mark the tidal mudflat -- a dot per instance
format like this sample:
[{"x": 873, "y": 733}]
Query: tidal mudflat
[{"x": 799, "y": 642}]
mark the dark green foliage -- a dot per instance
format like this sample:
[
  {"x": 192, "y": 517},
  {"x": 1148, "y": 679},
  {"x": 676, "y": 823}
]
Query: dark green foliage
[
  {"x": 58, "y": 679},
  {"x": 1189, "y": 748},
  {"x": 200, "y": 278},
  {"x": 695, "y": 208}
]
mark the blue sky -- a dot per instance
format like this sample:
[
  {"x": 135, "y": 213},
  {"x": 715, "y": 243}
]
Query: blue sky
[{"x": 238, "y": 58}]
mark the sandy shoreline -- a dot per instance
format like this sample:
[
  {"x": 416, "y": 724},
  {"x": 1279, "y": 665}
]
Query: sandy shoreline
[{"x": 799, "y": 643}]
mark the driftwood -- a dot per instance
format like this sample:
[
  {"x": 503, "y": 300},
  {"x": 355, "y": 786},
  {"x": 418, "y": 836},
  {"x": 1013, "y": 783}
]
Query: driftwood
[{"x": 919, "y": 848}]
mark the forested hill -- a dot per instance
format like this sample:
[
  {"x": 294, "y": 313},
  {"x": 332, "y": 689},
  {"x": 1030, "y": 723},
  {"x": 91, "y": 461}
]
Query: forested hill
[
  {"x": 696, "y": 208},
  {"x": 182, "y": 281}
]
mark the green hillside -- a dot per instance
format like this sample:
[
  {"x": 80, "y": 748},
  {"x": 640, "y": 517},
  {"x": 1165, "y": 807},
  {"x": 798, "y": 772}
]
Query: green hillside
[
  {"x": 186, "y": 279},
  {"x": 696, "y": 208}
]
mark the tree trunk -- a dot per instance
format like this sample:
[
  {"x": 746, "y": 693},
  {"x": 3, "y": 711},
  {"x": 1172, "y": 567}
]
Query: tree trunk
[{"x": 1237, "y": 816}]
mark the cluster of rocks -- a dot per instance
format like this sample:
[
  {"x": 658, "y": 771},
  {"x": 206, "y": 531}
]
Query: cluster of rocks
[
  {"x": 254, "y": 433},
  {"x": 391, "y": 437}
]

====

→ Task details: Repeat all of the entries above word for word, with no changes.

→ Completed task:
mark the tidal mudflat -- a dot per instance
format like this sample:
[{"x": 873, "y": 733}]
Query: tidal mudflat
[{"x": 799, "y": 642}]
mark the dark green foliage -- a dot per instance
format like this sample:
[
  {"x": 192, "y": 517},
  {"x": 1148, "y": 679},
  {"x": 676, "y": 823}
]
Query: dark green foliage
[
  {"x": 58, "y": 679},
  {"x": 1189, "y": 748},
  {"x": 200, "y": 278},
  {"x": 695, "y": 208}
]
mark the blue sky -- a dot per instance
format like this sample:
[
  {"x": 135, "y": 213},
  {"x": 715, "y": 243}
]
Query: blue sky
[{"x": 238, "y": 58}]
mark the sandy shoreline -- a dot per instance
format like this sample:
[
  {"x": 416, "y": 724},
  {"x": 1279, "y": 665}
]
Query: sandy shoreline
[{"x": 799, "y": 643}]
mark the driftwood -- a dot per instance
format like this sample:
[
  {"x": 503, "y": 300},
  {"x": 355, "y": 786},
  {"x": 418, "y": 836},
  {"x": 1013, "y": 783}
]
Query: driftwood
[{"x": 919, "y": 848}]
mark the forested hill -- a dot per instance
format like this sample:
[
  {"x": 294, "y": 313},
  {"x": 332, "y": 689},
  {"x": 1030, "y": 723},
  {"x": 91, "y": 461}
]
Query: forested hill
[
  {"x": 696, "y": 208},
  {"x": 182, "y": 281}
]
mark the green hillside -- a dot per instance
format like this sample:
[
  {"x": 80, "y": 748},
  {"x": 640, "y": 517},
  {"x": 1165, "y": 807},
  {"x": 798, "y": 772}
]
Query: green hillside
[
  {"x": 186, "y": 279},
  {"x": 696, "y": 208}
]
mark the tree trunk -- a dot per instance
format like this sample:
[
  {"x": 746, "y": 693},
  {"x": 3, "y": 711},
  {"x": 1172, "y": 567}
]
Query: tree trunk
[{"x": 1237, "y": 816}]
mark the cluster of rocks -- a dot per instance
format like this sample:
[
  {"x": 658, "y": 771},
  {"x": 206, "y": 531}
]
Query: cluster of rocks
[
  {"x": 254, "y": 433},
  {"x": 391, "y": 437}
]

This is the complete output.